→ **WHAT NEEDS TO BE DONE**
Output verbatim the lines beginning at the one that contains "Where can the celebrating" and ending at the last line of the material, inclusive of both.

→ **INPUT MATERIAL**
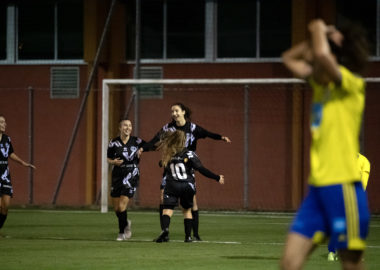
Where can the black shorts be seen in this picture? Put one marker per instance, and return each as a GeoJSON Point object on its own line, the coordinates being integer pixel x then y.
{"type": "Point", "coordinates": [182, 191]}
{"type": "Point", "coordinates": [6, 187]}
{"type": "Point", "coordinates": [163, 184]}
{"type": "Point", "coordinates": [126, 184]}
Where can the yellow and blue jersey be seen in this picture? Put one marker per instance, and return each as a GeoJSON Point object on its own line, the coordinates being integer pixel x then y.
{"type": "Point", "coordinates": [335, 125]}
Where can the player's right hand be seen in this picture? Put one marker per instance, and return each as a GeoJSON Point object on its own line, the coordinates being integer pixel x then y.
{"type": "Point", "coordinates": [221, 179]}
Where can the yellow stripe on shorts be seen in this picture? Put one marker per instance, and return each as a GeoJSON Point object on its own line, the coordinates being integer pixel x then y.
{"type": "Point", "coordinates": [354, 242]}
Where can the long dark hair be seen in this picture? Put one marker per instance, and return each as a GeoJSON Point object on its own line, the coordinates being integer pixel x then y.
{"type": "Point", "coordinates": [184, 108]}
{"type": "Point", "coordinates": [355, 48]}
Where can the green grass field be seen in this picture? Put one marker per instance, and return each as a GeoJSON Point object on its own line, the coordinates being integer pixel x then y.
{"type": "Point", "coordinates": [45, 239]}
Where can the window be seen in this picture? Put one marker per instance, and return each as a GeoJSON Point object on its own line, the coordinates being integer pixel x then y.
{"type": "Point", "coordinates": [275, 27]}
{"type": "Point", "coordinates": [152, 27]}
{"type": "Point", "coordinates": [36, 30]}
{"type": "Point", "coordinates": [44, 30]}
{"type": "Point", "coordinates": [186, 29]}
{"type": "Point", "coordinates": [169, 29]}
{"type": "Point", "coordinates": [210, 29]}
{"type": "Point", "coordinates": [366, 18]}
{"type": "Point", "coordinates": [236, 28]}
{"type": "Point", "coordinates": [70, 29]}
{"type": "Point", "coordinates": [3, 31]}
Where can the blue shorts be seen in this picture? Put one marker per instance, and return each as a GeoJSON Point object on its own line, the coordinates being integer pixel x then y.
{"type": "Point", "coordinates": [339, 211]}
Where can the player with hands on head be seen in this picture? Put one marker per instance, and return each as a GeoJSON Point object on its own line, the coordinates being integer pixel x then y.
{"type": "Point", "coordinates": [122, 153]}
{"type": "Point", "coordinates": [336, 204]}
{"type": "Point", "coordinates": [181, 120]}
{"type": "Point", "coordinates": [6, 188]}
{"type": "Point", "coordinates": [179, 164]}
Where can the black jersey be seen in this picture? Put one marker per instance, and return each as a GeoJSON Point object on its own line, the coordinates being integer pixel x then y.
{"type": "Point", "coordinates": [193, 133]}
{"type": "Point", "coordinates": [181, 168]}
{"type": "Point", "coordinates": [6, 149]}
{"type": "Point", "coordinates": [127, 152]}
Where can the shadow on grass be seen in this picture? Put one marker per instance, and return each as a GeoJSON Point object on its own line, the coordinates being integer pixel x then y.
{"type": "Point", "coordinates": [251, 258]}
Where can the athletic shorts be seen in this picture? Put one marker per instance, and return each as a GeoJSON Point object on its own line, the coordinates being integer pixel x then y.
{"type": "Point", "coordinates": [339, 211]}
{"type": "Point", "coordinates": [125, 185]}
{"type": "Point", "coordinates": [176, 190]}
{"type": "Point", "coordinates": [163, 184]}
{"type": "Point", "coordinates": [6, 187]}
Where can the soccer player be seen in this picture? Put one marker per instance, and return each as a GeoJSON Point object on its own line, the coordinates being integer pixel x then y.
{"type": "Point", "coordinates": [122, 153]}
{"type": "Point", "coordinates": [181, 121]}
{"type": "Point", "coordinates": [179, 164]}
{"type": "Point", "coordinates": [364, 168]}
{"type": "Point", "coordinates": [6, 152]}
{"type": "Point", "coordinates": [336, 204]}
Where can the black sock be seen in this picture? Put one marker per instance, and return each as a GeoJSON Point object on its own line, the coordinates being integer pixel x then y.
{"type": "Point", "coordinates": [195, 222]}
{"type": "Point", "coordinates": [188, 222]}
{"type": "Point", "coordinates": [165, 222]}
{"type": "Point", "coordinates": [161, 209]}
{"type": "Point", "coordinates": [122, 218]}
{"type": "Point", "coordinates": [2, 220]}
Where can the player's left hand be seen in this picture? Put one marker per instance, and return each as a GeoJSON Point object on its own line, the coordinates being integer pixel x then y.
{"type": "Point", "coordinates": [226, 139]}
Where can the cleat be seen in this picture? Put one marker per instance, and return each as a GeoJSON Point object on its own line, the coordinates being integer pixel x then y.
{"type": "Point", "coordinates": [163, 237]}
{"type": "Point", "coordinates": [121, 237]}
{"type": "Point", "coordinates": [332, 257]}
{"type": "Point", "coordinates": [128, 230]}
{"type": "Point", "coordinates": [197, 238]}
{"type": "Point", "coordinates": [188, 239]}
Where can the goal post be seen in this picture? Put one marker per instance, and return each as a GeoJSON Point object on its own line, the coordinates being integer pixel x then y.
{"type": "Point", "coordinates": [246, 107]}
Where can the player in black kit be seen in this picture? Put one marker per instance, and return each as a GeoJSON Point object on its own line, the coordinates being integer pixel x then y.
{"type": "Point", "coordinates": [122, 153]}
{"type": "Point", "coordinates": [181, 121]}
{"type": "Point", "coordinates": [179, 164]}
{"type": "Point", "coordinates": [6, 189]}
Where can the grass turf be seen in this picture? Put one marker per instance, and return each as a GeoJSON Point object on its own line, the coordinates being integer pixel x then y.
{"type": "Point", "coordinates": [45, 239]}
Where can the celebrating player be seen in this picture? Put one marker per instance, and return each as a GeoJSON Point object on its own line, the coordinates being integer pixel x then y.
{"type": "Point", "coordinates": [122, 153]}
{"type": "Point", "coordinates": [181, 121]}
{"type": "Point", "coordinates": [336, 204]}
{"type": "Point", "coordinates": [179, 164]}
{"type": "Point", "coordinates": [6, 189]}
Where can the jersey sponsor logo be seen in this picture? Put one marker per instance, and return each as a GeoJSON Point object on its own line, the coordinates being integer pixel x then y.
{"type": "Point", "coordinates": [189, 139]}
{"type": "Point", "coordinates": [5, 150]}
{"type": "Point", "coordinates": [316, 115]}
{"type": "Point", "coordinates": [4, 176]}
{"type": "Point", "coordinates": [126, 180]}
{"type": "Point", "coordinates": [115, 143]}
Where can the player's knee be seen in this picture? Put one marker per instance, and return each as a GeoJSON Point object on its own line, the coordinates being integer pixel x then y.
{"type": "Point", "coordinates": [290, 263]}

→ **SOLVED PROBLEM**
Where can the celebrating player be seen in this picture? Put one marker per instance, and return each as a GeoJSON Point object on its own line, the coordinates being integer pixel x then y.
{"type": "Point", "coordinates": [122, 153]}
{"type": "Point", "coordinates": [181, 121]}
{"type": "Point", "coordinates": [336, 204]}
{"type": "Point", "coordinates": [179, 164]}
{"type": "Point", "coordinates": [6, 189]}
Where can the jersey sponsor logo be seen in this picture? Put one marker per instance, and return each as a GeoJSON Point object on its own line, the coordinates being integer pixel x then y.
{"type": "Point", "coordinates": [189, 139]}
{"type": "Point", "coordinates": [5, 150]}
{"type": "Point", "coordinates": [316, 115]}
{"type": "Point", "coordinates": [4, 176]}
{"type": "Point", "coordinates": [126, 180]}
{"type": "Point", "coordinates": [115, 143]}
Where can the player's knee be seen in this picture? Put one marker per instance, and return each as a GeoJSON Point object on its own line, the coordinates being integer pixel x then y.
{"type": "Point", "coordinates": [290, 263]}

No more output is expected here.